- **PROBLEM TO WORK ON**
Nothing should differ. Repeat every record as written.

━━━ RECORDS FOR THIS EXERCISE

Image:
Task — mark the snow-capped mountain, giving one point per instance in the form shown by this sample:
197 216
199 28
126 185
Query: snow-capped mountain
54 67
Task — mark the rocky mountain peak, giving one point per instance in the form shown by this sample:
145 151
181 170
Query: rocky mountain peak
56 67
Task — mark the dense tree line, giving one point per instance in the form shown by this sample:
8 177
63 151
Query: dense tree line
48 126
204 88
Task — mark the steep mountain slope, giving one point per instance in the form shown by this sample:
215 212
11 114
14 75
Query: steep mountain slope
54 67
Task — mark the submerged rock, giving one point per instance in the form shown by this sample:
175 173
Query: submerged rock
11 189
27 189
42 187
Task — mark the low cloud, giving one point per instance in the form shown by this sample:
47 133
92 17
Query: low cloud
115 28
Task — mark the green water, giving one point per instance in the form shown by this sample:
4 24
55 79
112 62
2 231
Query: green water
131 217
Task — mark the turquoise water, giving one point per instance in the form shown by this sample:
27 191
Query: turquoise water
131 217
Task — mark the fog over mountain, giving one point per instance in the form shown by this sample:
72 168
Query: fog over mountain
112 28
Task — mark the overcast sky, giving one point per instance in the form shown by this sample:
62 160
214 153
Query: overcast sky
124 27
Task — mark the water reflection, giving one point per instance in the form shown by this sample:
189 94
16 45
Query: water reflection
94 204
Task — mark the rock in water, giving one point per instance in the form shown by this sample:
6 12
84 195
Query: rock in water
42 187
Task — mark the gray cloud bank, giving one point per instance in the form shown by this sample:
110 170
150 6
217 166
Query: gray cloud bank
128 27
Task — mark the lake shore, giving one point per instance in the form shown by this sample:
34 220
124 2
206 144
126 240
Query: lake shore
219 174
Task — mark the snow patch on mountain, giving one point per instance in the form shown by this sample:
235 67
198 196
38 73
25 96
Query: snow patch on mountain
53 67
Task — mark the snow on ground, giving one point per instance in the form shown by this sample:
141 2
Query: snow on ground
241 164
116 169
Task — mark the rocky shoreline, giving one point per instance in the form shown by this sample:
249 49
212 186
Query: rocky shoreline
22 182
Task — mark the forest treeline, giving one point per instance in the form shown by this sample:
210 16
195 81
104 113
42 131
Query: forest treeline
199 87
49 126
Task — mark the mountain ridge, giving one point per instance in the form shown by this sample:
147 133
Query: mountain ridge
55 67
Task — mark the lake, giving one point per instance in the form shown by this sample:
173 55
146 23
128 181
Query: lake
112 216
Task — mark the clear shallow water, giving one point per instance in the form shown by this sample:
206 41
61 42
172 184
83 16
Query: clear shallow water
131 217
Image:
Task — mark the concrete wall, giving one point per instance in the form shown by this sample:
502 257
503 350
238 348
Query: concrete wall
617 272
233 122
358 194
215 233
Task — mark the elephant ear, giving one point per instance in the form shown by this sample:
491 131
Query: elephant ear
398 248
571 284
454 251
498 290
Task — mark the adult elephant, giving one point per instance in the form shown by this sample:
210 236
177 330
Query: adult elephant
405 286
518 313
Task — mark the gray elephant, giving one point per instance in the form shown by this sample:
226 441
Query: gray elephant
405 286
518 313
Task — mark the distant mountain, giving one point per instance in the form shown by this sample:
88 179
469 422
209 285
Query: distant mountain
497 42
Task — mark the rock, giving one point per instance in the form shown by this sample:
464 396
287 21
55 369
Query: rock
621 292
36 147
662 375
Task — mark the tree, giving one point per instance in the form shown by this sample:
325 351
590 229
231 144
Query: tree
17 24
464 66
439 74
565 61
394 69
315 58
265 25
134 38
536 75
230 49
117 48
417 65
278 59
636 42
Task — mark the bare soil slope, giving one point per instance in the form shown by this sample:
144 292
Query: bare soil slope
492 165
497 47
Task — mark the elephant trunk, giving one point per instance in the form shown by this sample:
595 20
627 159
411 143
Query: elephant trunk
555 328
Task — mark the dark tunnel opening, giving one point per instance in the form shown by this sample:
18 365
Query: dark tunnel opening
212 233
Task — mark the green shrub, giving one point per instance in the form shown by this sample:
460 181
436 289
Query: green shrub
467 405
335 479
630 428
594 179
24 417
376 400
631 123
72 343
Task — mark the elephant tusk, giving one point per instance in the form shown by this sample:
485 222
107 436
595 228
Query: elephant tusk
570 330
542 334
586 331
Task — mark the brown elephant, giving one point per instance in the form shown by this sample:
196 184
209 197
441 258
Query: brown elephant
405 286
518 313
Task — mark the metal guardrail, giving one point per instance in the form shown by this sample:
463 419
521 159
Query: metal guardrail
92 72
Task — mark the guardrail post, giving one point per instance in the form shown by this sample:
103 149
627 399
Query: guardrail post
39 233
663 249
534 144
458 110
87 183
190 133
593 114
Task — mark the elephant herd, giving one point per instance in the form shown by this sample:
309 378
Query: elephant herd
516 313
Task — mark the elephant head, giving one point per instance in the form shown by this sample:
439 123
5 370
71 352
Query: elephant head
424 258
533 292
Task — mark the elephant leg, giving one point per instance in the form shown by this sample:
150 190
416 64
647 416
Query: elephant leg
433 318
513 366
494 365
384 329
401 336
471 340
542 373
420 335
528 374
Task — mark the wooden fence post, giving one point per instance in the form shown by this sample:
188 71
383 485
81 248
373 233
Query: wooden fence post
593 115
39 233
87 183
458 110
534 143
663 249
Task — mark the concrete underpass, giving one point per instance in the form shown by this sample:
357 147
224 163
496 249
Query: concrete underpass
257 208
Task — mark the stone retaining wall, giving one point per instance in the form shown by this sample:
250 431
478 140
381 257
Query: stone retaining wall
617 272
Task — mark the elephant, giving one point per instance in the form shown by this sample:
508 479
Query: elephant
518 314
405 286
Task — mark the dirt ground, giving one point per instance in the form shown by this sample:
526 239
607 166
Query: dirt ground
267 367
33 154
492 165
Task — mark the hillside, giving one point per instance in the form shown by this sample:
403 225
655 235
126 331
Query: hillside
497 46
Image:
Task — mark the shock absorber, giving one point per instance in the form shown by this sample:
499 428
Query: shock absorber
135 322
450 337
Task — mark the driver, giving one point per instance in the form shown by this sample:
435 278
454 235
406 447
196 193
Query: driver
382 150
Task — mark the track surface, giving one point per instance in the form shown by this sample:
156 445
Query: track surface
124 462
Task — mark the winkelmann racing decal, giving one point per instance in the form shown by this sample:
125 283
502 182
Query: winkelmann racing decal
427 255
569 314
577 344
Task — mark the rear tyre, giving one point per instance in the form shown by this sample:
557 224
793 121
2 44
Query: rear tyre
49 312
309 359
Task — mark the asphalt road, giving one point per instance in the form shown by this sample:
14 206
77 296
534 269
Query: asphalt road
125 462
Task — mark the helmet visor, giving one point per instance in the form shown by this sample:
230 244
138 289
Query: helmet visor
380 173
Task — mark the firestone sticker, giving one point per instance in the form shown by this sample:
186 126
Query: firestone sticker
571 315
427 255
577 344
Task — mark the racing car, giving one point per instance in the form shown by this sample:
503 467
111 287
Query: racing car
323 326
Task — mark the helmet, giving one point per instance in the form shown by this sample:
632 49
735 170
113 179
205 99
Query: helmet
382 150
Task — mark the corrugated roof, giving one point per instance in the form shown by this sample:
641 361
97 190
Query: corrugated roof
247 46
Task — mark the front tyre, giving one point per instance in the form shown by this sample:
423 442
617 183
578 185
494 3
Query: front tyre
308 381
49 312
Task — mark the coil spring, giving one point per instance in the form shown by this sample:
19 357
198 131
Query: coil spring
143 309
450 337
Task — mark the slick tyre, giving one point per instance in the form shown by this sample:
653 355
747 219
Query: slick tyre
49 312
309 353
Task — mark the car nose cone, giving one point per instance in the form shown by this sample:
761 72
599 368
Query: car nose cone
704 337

━━━━━━

- **WRITTEN SOLUTION**
Image:
Task — mark the snow-capped mountain, giving one point per instance in the form shown by this sample:
197 216
199 28
126 185
Query: snow-capped mountain
54 67
Task — mark the rocky mountain peak, giving one point per instance in the form shown by this sample:
145 151
181 170
Query: rocky mountain peak
56 67
Task — mark the dense tree line, giving one point per instance in the form shown by this sample:
8 177
63 151
Query: dense tree line
48 126
204 88
Task — mark the steep mountain slope, giving one point per instance in the form shown by this sample:
215 212
11 114
14 75
Query: steep mountain slope
54 67
Task — mark the submerged rock, giving one point per instance in the form shown by this sample:
175 173
Query: submerged rock
11 189
27 189
42 187
Task — mark the low cloud, giving one point per instance in the form shown by this sample:
47 133
92 17
Query: low cloud
115 28
Task — mark the green water, giving one point per instance in the form shown by this sample:
4 24
55 79
112 62
2 231
Query: green water
131 217
Task — mark the turquoise water, giving one point per instance in the form shown by this sample:
27 191
Query: turquoise water
131 217
Task — mark the fog over mountain, giving one point per instance in the form shown by this sample:
72 168
Query: fog over mountain
112 28
Task — mark the overcast sky, giving one point per instance in the form shown by this sample:
62 160
214 153
Query: overcast sky
124 27
Task — mark the water reflection, giving one point per instance in the form shown by this sample:
189 94
16 45
Query: water reflection
94 204
Task — mark the rock in water, giving one point per instance in the form shown by this sample:
6 12
84 195
Query: rock in water
42 187
Task — mark the gray cloud bank, giving one point per instance in the form shown by this sample:
110 170
150 6
217 166
Query: gray cloud bank
128 27
Task — mark the lake shore, giving one point per instance in the form shown by this sample:
34 220
124 2
206 144
126 240
Query: lake shore
219 174
Task — mark the snow patch on mountain, giving one point per instance in the form shown by this sample:
235 67
198 196
38 73
25 96
Query: snow patch on mountain
53 67
Task — mark the snow on ground, giving one point per instance in the form shown by this sample:
141 2
Query: snow on ground
241 164
116 169
Task — mark the rocky shoreline, giving one point per instance in the form shown by this sample:
249 49
212 186
Query: rocky shoreline
22 182
Task — mark the forest treeline, giving one point per instance in the form shown by this sample:
210 16
195 81
104 113
42 131
Query: forest treeline
199 87
49 126
Task — mark the mountain ridge, giving one point per instance in the form shown by this sample:
147 133
Query: mountain ridge
55 67
Task — mark the lake, giving one point per instance in the form shown by this sample:
173 55
146 23
128 181
Query: lake
112 216
Task — mark the clear shallow water, giving one point per instance in the form shown by this sample:
206 41
61 42
172 184
83 16
Query: clear shallow water
131 217
Image:
Task — mark the concrete wall, giving one point per instance in the form shown by this sample:
502 257
503 350
238 348
Query: concrete wall
617 272
233 122
358 194
215 233
Task — mark the elephant ear, giving one point per instance in the form shown by this sample:
491 131
Query: elephant ear
398 248
571 284
454 251
498 290
Task — mark the adult elephant, giving one point per instance in the form shown by this sample:
210 236
177 330
Query: adult elephant
405 286
518 313
Task — mark the gray elephant, giving one point per instance in the form shown by this sample:
226 441
Query: gray elephant
405 286
518 313
Task — mark the distant mountain, giving one point per instance in the form shown by this sample:
88 179
469 422
209 285
Query: distant mountain
497 42
Task — mark the rock, giving one point per instance in the form shown by this sample:
464 396
287 21
55 369
Query: rock
621 292
36 147
662 375
Task — mark the tree, giving one point per instance in the form shown by this sample:
325 351
590 229
231 144
Query: tree
17 24
464 66
439 74
565 61
394 69
315 58
265 25
134 38
536 75
230 49
117 48
417 65
278 59
636 42
Task — mark the bare soil slope, giving one point per instance in the form shown by this sample:
144 292
Query: bare soil slope
492 165
497 47
Task — mark the elephant trunk, giving one point per instance in the form shown by this sample:
595 20
627 159
411 143
Query: elephant trunk
555 328
Task — mark the dark tunnel opening, giving one point per instance in the form shown by this sample:
18 365
Query: dark tunnel opening
212 233
Task — mark the green shrub, giving one point per instance in the form shown by this sample:
460 181
436 289
Query: green shrub
467 405
335 479
630 428
594 179
24 417
376 400
631 123
72 343
Task — mark the elephant tusk, giving one point per instance in the form shown by this sample:
485 222
107 436
595 228
Query: elephant tusk
570 330
542 334
586 331
Task — mark the brown elephant, giving one point per instance in the form shown by this sample:
196 184
209 197
441 258
Query: brown elephant
405 286
518 313
Task — mark the metal guardrail, giving one point per instance in the form shown by this sample:
463 419
521 159
Query: metal guardrail
92 72
Task — mark the guardrail post, giving one point per instance in the form shown by this sample:
103 149
627 399
Query: guardrail post
39 233
663 249
534 144
458 110
87 183
190 133
593 114
Task — mark the elephant herd, giving one point per instance in the form shown by this sample:
309 378
Query: elephant herd
516 313
Task — mark the elephant head, giving one point per instance in the form shown by this sample:
439 123
5 370
71 352
Query: elephant head
424 258
533 292
Task — mark the elephant leg, giving one point per instance in the form shown by this sample:
150 190
416 64
647 416
Query: elephant leg
433 318
513 366
494 365
384 329
401 336
471 340
542 373
420 335
528 374
Task — mark the wooden fence post, giving one point per instance in the form shown by this sample:
188 71
383 485
81 248
373 233
Query: wooden fence post
593 115
39 233
87 183
458 110
534 143
663 249
Task — mark the concrete underpass, giving one point per instance in the form shown by this sample:
357 147
224 163
496 249
Query: concrete underpass
257 208
Task — mark the stone retaining wall, giving one point per instance in the form shown by this sample:
250 431
478 140
381 257
Query: stone retaining wall
617 272
Task — mark the elephant, giving one point per instance in the form shown by this sample:
508 479
Query: elephant
518 314
405 286
Task — mark the dirt ground, giving one point per instance in the form shown by this sample:
526 239
607 166
Query: dirt ground
267 367
33 154
492 165
Task — mark the hillside, giving one point per instance in the form shown by this sample:
403 225
655 235
126 331
Query: hillside
497 46
Image:
Task — mark the shock absorber, giving one point per instance in the form shown by this sample:
499 428
Query: shock absorber
135 322
450 337
Task — mark the driver, giving one point per instance in the form shown by this sample:
435 278
454 235
406 447
196 193
Query: driver
382 150
Task — mark the track surface, giving one point per instance in the form shown by this sample:
156 445
Query: track surface
124 462
Task — mark the winkelmann racing decal, giving one point per instance in the form shown by this sample:
125 283
502 182
Query: winkelmann racing decal
427 255
569 314
577 344
Task — mark the rear tyre, giving one point per instance in the form shown by this sample:
557 224
793 121
2 44
Query: rear tyre
49 312
309 359
Task — mark the asphalt road, giving one point per instance in the form shown by this sample:
14 206
77 296
534 269
Query: asphalt road
125 462
Task — mark the helmet visor, giving one point per instance in the form shown by this sample:
230 244
138 289
Query: helmet visor
380 173
Task — mark the firestone sticker, giving one point per instance in the form shown by this sample:
186 126
Query: firestone sticker
571 315
427 255
577 344
Task — mark the racing car, giving one point per instance in the form shown by this sample:
503 467
111 287
Query: racing car
323 326
Task — mark the helmet, giving one point per instance in the form shown by this sample:
632 49
735 170
113 179
205 99
Query: helmet
382 150
Task — mark the corrugated roof, giving one point per instance in the form shown by this sample:
641 361
97 190
Query: corrugated roof
247 46
Task — mark the front tyre, giving one point per instance in the form shown by this sample:
423 442
617 183
578 185
494 3
Query: front tyre
308 381
49 312
Task — mark the coil spring, giving one point per instance in the form shown by this sample:
19 357
198 131
Query: coil spring
143 309
450 337
Task — mark the slick tyre, giving one point per instance in the form shown by this sample:
653 355
747 219
Query: slick tyre
49 312
309 353
Task — mark the car nose cone, giving one point per instance in the form shown by this sample:
761 72
599 368
Query: car nose cone
704 337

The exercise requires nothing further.